(Region annotation items)

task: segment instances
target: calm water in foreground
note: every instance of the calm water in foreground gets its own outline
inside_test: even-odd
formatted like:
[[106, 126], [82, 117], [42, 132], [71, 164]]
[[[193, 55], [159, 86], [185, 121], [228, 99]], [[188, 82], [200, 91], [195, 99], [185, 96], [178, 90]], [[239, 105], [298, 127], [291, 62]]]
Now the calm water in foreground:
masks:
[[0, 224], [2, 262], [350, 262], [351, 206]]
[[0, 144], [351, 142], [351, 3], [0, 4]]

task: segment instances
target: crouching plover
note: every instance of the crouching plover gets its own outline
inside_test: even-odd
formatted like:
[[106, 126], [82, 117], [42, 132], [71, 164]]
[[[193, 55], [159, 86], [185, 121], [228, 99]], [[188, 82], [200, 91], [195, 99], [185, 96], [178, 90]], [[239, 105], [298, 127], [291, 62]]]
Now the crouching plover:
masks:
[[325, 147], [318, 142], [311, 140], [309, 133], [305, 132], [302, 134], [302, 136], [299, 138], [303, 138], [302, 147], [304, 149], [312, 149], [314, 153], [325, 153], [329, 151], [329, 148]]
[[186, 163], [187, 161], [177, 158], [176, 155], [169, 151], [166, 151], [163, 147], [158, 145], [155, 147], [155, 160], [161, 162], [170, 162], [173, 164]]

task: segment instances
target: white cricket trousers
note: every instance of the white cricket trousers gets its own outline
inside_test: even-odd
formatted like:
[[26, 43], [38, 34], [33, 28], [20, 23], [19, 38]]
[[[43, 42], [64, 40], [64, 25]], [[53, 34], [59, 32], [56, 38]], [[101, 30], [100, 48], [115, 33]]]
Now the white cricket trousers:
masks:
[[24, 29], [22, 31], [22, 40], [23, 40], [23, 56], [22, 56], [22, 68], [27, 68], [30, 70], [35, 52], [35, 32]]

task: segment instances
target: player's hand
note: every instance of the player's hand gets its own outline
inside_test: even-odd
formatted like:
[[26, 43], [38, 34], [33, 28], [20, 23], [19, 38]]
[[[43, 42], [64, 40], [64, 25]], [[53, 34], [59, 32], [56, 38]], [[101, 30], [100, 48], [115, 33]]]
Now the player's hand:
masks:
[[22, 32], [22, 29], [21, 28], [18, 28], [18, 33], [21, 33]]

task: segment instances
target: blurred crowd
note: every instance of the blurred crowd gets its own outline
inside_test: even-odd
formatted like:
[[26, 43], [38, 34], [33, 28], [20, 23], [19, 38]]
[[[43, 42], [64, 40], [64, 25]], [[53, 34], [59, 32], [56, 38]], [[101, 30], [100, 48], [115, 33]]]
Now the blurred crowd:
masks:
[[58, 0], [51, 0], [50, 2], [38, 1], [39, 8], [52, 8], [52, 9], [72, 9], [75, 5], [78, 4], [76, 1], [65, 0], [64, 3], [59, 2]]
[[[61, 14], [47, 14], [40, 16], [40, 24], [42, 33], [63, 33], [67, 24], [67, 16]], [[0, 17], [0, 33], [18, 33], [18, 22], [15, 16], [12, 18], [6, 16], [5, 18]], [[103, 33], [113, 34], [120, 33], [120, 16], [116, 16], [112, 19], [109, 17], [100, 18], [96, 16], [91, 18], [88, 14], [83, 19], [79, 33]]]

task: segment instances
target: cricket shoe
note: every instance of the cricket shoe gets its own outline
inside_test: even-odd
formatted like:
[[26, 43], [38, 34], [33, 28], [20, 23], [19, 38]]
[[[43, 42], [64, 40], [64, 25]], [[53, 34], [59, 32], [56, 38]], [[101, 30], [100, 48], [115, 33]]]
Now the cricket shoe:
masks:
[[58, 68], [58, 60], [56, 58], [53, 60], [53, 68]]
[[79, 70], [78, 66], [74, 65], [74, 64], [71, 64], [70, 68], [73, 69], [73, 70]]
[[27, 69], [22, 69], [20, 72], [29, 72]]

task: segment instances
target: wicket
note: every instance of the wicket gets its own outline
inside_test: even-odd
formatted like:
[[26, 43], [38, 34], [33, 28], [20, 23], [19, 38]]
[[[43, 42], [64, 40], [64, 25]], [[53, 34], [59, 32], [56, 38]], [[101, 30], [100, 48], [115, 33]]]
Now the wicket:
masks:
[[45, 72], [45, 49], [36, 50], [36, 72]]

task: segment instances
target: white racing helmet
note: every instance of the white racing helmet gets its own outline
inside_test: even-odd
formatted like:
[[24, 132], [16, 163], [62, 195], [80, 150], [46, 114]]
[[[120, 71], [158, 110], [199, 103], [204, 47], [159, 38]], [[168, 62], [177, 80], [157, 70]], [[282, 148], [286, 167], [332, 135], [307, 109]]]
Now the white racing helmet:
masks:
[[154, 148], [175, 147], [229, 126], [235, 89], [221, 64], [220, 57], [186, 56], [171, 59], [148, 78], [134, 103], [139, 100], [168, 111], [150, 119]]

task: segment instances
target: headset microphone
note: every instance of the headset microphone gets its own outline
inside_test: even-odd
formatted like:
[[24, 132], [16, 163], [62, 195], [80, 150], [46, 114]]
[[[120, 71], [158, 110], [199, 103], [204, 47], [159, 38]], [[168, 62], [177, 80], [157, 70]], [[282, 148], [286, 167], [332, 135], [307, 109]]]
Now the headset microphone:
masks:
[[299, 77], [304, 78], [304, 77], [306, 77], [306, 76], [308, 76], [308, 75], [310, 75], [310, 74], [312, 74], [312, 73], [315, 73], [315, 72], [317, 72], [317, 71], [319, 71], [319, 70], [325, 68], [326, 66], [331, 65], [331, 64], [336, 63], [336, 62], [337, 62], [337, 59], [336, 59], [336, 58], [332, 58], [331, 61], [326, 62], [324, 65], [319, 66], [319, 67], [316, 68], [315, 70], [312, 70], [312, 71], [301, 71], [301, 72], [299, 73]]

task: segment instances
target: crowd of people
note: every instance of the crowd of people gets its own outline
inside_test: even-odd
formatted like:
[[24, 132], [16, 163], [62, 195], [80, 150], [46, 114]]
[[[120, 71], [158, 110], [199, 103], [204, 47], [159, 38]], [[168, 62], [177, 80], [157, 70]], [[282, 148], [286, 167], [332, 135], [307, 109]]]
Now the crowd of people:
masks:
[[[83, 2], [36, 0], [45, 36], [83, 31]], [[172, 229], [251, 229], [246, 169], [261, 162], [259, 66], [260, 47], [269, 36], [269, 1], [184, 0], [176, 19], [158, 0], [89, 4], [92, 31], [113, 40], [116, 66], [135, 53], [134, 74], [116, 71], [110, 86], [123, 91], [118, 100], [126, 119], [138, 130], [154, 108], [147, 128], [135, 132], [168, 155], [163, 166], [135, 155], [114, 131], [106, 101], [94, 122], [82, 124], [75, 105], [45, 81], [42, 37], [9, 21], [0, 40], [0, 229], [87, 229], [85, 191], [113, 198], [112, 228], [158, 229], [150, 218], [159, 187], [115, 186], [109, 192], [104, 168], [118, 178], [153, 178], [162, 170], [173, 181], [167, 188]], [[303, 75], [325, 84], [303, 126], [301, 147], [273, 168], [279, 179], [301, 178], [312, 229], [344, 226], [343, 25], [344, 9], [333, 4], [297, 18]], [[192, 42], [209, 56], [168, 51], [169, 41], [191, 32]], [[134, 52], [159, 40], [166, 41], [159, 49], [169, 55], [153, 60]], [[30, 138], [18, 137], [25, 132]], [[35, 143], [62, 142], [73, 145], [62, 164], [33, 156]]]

> **Written instruction**
Extract every record. Keep wording exact.

> **Exercise solution**
task: segment instances
target: calm water in foreground
note: every instance of the calm water in foreground gets its own outline
inside_test: even-odd
formatted like:
[[106, 126], [82, 117], [42, 132], [71, 164]]
[[[193, 55], [159, 86], [185, 121], [228, 99]], [[188, 82], [200, 91], [195, 99], [185, 96], [178, 90]], [[239, 105], [298, 127], [291, 62]]]
Now the calm water in foreground:
masks:
[[0, 224], [2, 262], [350, 262], [351, 206]]
[[0, 144], [351, 142], [351, 3], [0, 4]]

task: segment instances
target: crouching plover
note: every instance of the crouching plover gets its own outline
inside_test: even-odd
formatted like:
[[106, 126], [82, 117], [42, 132], [71, 164]]
[[[193, 55], [159, 86], [185, 121], [228, 99]], [[188, 82], [200, 91], [195, 99], [185, 96], [178, 90]], [[239, 105], [298, 127], [291, 62]]]
Now the crouching plover:
masks:
[[325, 147], [318, 142], [311, 140], [309, 133], [305, 132], [302, 134], [302, 136], [299, 138], [303, 138], [302, 147], [304, 149], [312, 149], [314, 153], [325, 153], [329, 151], [329, 148]]
[[186, 163], [187, 161], [177, 158], [176, 155], [169, 151], [166, 151], [163, 147], [158, 145], [155, 147], [155, 160], [161, 162], [170, 162], [173, 164]]

task: segment instances
target: white cricket trousers
note: every instance of the white cricket trousers gets its own outline
inside_test: even-odd
formatted like:
[[26, 43], [38, 34], [33, 28], [20, 23], [19, 38]]
[[[43, 42], [64, 40], [64, 25]], [[53, 34], [59, 32], [56, 38]], [[101, 30], [100, 48], [115, 33]]]
Now the white cricket trousers:
masks:
[[24, 29], [22, 31], [22, 40], [23, 40], [23, 56], [22, 56], [22, 68], [27, 68], [30, 70], [35, 52], [35, 32]]

task: segment instances
target: player's hand
note: every instance of the player's hand gets its own outline
inside_test: even-odd
formatted like:
[[26, 43], [38, 34], [33, 28], [20, 23], [19, 38]]
[[[43, 42], [64, 40], [64, 25]], [[53, 34], [59, 32], [56, 38]], [[101, 30], [100, 48], [115, 33]]]
Now the player's hand:
masks:
[[22, 32], [22, 29], [21, 28], [18, 28], [18, 33], [21, 33]]

task: segment instances
target: blurred crowd
note: every instance of the blurred crowd gets its own outline
inside_test: even-odd
formatted like:
[[26, 43], [38, 34], [33, 28], [20, 23], [19, 38]]
[[[43, 42], [64, 40], [64, 25]], [[53, 34], [59, 32], [56, 38]], [[101, 30], [100, 48], [115, 33]]]
Now the blurred crowd:
masks:
[[58, 0], [51, 0], [50, 2], [38, 1], [39, 8], [52, 8], [52, 9], [72, 9], [75, 5], [78, 4], [76, 1], [65, 0], [64, 3], [59, 2]]
[[[61, 14], [47, 14], [40, 16], [40, 24], [42, 33], [63, 33], [67, 24], [67, 16]], [[0, 17], [0, 33], [18, 33], [18, 22], [15, 16], [12, 18], [6, 16], [5, 18]], [[103, 33], [113, 34], [120, 33], [120, 16], [116, 16], [112, 19], [109, 17], [100, 18], [96, 16], [91, 18], [88, 14], [83, 19], [79, 33]]]

task: segment instances
target: cricket shoe
note: every instance of the cricket shoe gets its own outline
inside_test: even-odd
formatted like:
[[26, 43], [38, 34], [33, 28], [20, 23], [19, 38]]
[[[43, 42], [64, 40], [64, 25]], [[53, 34], [59, 32], [56, 38]], [[101, 30], [100, 48], [115, 33]]]
Now the cricket shoe:
masks:
[[58, 68], [58, 60], [56, 58], [53, 60], [53, 68]]
[[79, 70], [78, 66], [74, 65], [74, 64], [71, 64], [70, 68], [73, 69], [73, 70]]
[[27, 69], [22, 69], [20, 72], [29, 72]]

task: segment instances
target: wicket
note: every instance of the wicket gets its own outline
inside_test: even-odd
formatted like:
[[26, 43], [38, 34], [33, 28], [20, 23], [19, 38]]
[[[43, 42], [64, 40], [64, 25]], [[53, 34], [59, 32], [56, 38]], [[101, 30], [100, 48], [115, 33]]]
Now the wicket:
masks:
[[45, 72], [45, 49], [36, 50], [36, 72]]

task: segment instances
target: white racing helmet
note: every instance of the white racing helmet gets its own outline
inside_test: even-odd
formatted like:
[[24, 132], [16, 163], [62, 195], [80, 150], [46, 114]]
[[[120, 71], [158, 110], [199, 103], [204, 47], [159, 38]], [[168, 62], [177, 80], [157, 70]], [[282, 148], [286, 167], [332, 135], [307, 109]]]
Now the white racing helmet:
masks:
[[154, 148], [175, 147], [229, 126], [235, 89], [221, 64], [220, 57], [186, 56], [171, 59], [148, 78], [134, 103], [139, 100], [168, 111], [150, 119]]

task: segment instances
target: headset microphone
note: every instance of the headset microphone gets its own outline
inside_test: even-odd
formatted like:
[[24, 132], [16, 163], [62, 195], [80, 150], [46, 114]]
[[[120, 71], [158, 110], [199, 103], [204, 47], [159, 38]], [[168, 62], [177, 80], [157, 70]], [[282, 148], [286, 167], [332, 135], [307, 109]]]
Now the headset microphone:
masks:
[[299, 77], [304, 78], [304, 77], [306, 77], [306, 76], [308, 76], [308, 75], [310, 75], [310, 74], [312, 74], [312, 73], [315, 73], [315, 72], [317, 72], [317, 71], [319, 71], [319, 70], [325, 68], [326, 66], [331, 65], [331, 64], [336, 63], [336, 62], [337, 62], [337, 59], [336, 59], [336, 58], [332, 58], [331, 61], [326, 62], [324, 65], [319, 66], [319, 67], [316, 68], [315, 70], [312, 70], [312, 71], [301, 71], [301, 72], [299, 73]]

task: segment instances
target: crowd of people
note: every instance of the crowd of people gets its own outline
inside_test: even-odd
formatted like:
[[24, 132], [16, 163], [62, 195], [80, 150], [46, 114]]
[[[120, 71], [158, 110], [199, 103], [204, 47], [159, 38]], [[168, 62], [177, 80], [157, 70]], [[282, 148], [286, 167], [332, 135], [307, 109]]]
Now the crowd of people:
masks:
[[[83, 2], [36, 0], [45, 36], [83, 31]], [[172, 229], [251, 229], [246, 169], [261, 162], [259, 66], [260, 47], [269, 36], [269, 1], [184, 0], [176, 19], [158, 0], [89, 4], [92, 31], [113, 40], [116, 66], [135, 53], [134, 74], [116, 71], [110, 86], [123, 91], [118, 100], [126, 119], [138, 130], [154, 108], [147, 128], [135, 132], [168, 155], [163, 166], [135, 155], [114, 131], [106, 101], [94, 122], [82, 124], [75, 105], [45, 81], [42, 37], [9, 21], [0, 40], [0, 229], [87, 229], [85, 191], [113, 198], [112, 228], [158, 229], [150, 218], [159, 187], [115, 186], [109, 192], [104, 168], [118, 178], [153, 178], [162, 170], [173, 181], [167, 188]], [[303, 75], [325, 84], [303, 126], [301, 147], [273, 168], [279, 179], [301, 178], [312, 229], [344, 226], [343, 25], [344, 9], [333, 4], [297, 18]], [[192, 42], [209, 56], [168, 51], [169, 41], [191, 32]], [[134, 52], [159, 40], [166, 41], [159, 49], [169, 55], [153, 60]], [[30, 138], [18, 137], [25, 132]], [[35, 143], [62, 142], [73, 145], [62, 164], [33, 156]]]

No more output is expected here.